* **What is needed**
Give as output the line that contains "Tag the large mascot", followed by every remaining line of the entries, unchanged and with nothing added.

* **Records for this exercise**

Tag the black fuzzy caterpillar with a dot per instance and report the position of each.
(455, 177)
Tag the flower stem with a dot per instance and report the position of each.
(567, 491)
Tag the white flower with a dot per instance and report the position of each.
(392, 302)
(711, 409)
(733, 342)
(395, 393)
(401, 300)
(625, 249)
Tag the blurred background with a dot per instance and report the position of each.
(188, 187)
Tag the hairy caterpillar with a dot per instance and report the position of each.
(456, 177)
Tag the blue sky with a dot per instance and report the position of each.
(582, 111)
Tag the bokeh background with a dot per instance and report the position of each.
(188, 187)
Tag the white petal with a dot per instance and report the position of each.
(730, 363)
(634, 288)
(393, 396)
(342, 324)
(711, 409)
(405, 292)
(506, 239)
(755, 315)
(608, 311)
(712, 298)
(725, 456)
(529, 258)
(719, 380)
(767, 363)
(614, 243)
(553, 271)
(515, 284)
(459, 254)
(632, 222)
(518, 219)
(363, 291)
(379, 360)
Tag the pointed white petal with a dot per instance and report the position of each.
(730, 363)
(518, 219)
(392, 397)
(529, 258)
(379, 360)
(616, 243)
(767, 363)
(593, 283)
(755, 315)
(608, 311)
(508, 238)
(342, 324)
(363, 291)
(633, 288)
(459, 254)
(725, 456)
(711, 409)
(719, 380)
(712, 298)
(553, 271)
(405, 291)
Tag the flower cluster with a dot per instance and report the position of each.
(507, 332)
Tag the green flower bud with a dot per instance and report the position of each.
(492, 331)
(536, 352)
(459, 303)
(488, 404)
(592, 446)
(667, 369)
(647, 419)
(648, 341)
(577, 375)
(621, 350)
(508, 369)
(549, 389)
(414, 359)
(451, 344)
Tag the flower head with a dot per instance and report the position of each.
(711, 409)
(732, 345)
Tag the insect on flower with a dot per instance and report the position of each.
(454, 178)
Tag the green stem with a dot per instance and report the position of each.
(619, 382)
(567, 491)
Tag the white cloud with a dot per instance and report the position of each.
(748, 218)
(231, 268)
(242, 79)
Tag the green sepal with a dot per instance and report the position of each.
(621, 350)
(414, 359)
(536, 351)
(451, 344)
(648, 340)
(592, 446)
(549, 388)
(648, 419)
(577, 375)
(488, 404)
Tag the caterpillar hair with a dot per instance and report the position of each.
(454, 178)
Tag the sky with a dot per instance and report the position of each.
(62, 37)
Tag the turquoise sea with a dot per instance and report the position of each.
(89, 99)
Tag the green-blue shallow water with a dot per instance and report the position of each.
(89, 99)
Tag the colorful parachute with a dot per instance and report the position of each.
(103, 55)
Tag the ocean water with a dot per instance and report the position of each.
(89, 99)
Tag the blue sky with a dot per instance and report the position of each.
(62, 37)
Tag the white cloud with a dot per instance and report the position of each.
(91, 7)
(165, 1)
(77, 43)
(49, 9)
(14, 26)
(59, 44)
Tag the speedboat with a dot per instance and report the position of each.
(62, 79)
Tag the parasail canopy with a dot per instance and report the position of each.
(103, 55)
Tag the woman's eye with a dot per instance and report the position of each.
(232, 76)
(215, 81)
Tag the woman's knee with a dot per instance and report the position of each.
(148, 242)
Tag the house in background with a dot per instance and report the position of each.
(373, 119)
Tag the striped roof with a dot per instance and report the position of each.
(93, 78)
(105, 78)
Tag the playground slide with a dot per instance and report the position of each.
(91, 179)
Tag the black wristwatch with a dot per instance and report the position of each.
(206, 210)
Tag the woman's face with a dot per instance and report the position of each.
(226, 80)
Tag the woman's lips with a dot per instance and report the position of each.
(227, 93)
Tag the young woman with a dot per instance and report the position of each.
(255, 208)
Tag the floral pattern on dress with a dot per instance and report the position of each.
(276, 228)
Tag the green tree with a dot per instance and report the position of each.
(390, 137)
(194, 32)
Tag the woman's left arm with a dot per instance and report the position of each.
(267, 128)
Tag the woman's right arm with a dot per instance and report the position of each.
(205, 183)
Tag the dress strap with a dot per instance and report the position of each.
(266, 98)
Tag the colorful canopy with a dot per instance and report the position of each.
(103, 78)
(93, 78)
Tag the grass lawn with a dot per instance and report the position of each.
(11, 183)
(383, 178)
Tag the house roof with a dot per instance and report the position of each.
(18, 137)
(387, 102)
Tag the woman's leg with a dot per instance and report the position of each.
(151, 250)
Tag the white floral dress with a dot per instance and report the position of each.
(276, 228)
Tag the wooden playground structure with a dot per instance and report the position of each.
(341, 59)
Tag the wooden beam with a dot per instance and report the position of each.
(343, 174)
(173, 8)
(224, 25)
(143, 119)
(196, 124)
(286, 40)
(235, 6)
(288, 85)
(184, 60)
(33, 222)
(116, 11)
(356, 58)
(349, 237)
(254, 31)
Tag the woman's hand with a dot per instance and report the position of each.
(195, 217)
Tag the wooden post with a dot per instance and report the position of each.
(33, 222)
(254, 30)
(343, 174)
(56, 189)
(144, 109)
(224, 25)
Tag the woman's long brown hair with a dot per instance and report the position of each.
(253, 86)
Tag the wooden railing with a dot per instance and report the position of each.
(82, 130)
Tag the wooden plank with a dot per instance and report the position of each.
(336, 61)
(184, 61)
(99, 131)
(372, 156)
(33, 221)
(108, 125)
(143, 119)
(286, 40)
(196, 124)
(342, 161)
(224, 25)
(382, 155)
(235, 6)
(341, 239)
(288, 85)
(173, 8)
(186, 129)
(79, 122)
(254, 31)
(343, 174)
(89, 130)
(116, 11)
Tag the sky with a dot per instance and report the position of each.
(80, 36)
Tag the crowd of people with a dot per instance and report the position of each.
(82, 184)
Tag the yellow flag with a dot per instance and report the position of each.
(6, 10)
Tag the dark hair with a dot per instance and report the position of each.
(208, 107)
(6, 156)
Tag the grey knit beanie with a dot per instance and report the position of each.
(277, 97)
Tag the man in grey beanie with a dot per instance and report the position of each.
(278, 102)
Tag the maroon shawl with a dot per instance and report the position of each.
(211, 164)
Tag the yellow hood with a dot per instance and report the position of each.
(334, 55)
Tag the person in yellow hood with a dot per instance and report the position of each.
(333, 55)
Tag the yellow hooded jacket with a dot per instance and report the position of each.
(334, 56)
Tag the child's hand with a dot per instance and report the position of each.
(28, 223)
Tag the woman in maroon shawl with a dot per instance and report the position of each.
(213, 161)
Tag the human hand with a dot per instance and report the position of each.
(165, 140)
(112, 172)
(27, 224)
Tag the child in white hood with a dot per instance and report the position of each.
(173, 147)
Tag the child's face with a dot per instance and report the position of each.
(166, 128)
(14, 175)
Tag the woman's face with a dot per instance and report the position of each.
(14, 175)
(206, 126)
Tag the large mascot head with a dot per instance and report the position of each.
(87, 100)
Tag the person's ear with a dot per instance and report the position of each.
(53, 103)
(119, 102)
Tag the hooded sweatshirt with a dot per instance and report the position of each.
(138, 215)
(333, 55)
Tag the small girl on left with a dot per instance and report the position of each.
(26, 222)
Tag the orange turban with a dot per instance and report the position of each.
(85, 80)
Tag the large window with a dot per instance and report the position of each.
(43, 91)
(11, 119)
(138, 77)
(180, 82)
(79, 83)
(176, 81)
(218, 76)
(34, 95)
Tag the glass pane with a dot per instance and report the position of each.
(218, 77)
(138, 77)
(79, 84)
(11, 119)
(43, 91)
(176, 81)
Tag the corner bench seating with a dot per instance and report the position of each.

* **Written solution**
Tag the large mascot head with a dot per instance and report the position of each.
(87, 100)
Tag the person's ear with a dot per instance and report the position of each.
(53, 103)
(119, 102)
Tag the hooded sweatshirt with a dot per instance and report the position of each.
(138, 215)
(333, 55)
Tag the small girl on left with a dot per instance and report the position of each.
(26, 222)
Tag the orange turban with a dot per instance and report the position of each.
(85, 80)
Tag the large window with a dot per instance and report the position of each.
(43, 91)
(11, 119)
(138, 77)
(180, 82)
(79, 83)
(176, 81)
(218, 76)
(34, 95)
Tag the glass pane with a dot per instance and report the position of each.
(218, 77)
(138, 77)
(79, 84)
(11, 119)
(43, 91)
(176, 81)
Tag the corner bench seating with a dot per instance and report the position of each.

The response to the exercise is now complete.